--- RECORD SET ---

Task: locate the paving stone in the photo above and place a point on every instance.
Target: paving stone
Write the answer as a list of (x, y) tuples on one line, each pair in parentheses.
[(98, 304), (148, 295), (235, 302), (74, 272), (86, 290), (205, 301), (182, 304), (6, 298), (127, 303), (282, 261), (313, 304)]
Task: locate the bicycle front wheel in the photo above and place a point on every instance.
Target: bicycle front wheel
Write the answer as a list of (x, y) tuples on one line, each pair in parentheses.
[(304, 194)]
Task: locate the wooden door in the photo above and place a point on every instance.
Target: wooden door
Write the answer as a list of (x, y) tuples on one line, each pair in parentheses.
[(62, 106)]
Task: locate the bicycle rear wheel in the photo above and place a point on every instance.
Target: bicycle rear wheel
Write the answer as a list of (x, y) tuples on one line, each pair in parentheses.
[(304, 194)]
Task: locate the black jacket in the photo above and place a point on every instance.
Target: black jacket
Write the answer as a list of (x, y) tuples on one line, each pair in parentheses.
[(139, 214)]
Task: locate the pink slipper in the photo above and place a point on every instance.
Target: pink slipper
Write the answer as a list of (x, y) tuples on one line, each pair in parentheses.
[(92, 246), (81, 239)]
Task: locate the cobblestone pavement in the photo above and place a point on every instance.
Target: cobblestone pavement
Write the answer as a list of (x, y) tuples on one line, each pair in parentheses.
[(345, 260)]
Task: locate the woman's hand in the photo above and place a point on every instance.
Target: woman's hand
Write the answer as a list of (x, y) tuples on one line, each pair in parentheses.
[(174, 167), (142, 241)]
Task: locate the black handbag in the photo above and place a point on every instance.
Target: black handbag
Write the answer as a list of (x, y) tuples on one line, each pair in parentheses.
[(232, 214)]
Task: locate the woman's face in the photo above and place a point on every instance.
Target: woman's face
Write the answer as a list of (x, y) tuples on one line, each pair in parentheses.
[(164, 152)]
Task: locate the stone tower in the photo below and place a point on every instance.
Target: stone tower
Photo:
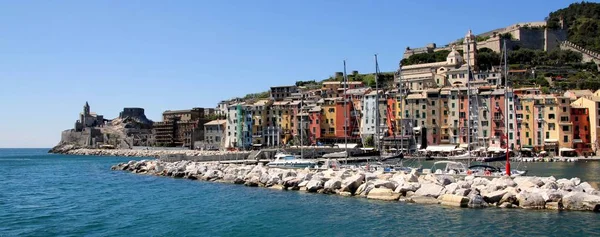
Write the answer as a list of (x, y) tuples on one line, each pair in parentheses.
[(470, 46), (86, 109)]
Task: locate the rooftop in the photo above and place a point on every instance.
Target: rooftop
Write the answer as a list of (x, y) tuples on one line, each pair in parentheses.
[(216, 122)]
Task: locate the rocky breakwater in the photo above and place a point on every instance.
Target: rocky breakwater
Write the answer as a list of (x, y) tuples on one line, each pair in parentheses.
[(151, 153), (472, 192)]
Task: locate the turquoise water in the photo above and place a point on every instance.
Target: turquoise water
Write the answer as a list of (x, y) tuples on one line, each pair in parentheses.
[(55, 195)]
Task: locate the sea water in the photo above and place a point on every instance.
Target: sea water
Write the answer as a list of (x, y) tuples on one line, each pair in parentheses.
[(56, 195)]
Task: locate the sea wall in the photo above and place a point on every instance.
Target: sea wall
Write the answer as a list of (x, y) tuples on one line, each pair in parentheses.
[(179, 154), (472, 192)]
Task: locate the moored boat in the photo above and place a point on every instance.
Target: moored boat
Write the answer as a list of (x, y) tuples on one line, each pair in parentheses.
[(290, 162)]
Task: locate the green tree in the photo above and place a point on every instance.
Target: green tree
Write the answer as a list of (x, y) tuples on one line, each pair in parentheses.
[(487, 58)]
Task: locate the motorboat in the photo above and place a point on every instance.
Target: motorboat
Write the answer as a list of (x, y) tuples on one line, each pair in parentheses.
[(363, 152), (289, 161), (488, 170), (460, 169)]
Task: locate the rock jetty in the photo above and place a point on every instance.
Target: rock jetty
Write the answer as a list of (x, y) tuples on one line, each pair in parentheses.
[(413, 187), (143, 153)]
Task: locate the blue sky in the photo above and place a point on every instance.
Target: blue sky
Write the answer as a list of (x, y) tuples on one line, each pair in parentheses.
[(159, 55)]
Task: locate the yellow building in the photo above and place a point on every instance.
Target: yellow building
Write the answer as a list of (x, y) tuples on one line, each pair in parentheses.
[(329, 118), (260, 122), (592, 103), (527, 122)]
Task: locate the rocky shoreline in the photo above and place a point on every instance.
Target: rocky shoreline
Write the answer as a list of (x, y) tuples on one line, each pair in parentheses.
[(74, 150), (472, 192)]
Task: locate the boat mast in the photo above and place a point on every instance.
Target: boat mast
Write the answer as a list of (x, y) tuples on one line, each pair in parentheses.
[(401, 86), (377, 122), (301, 126), (468, 99), (345, 114), (506, 106)]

---

:: TASK INSTRUCTIONS ::
Return exactly the opening lines of the listing above, ending with the line that has "Target: wooden door".

:: REPLY TO THE EXERCISE ::
Task: locate the paving stone in the photo above and place a point on every instance.
Target: paving stone
Write the answer as a list of (x, y) tuples on one line, each pair in parentheses.
[(98, 304), (148, 295), (235, 302), (74, 272), (86, 290), (205, 301), (182, 304), (6, 298), (127, 303), (282, 261), (313, 304)]
Task: locate the bicycle front wheel in the photo above and place a point on every instance.
Target: bicycle front wheel
Write the answer as a list of (x, y) tuples on one line, each pair in parentheses.
[(304, 194)]
Task: locate the wooden door in the photo above and place a point on every instance.
Target: wooden door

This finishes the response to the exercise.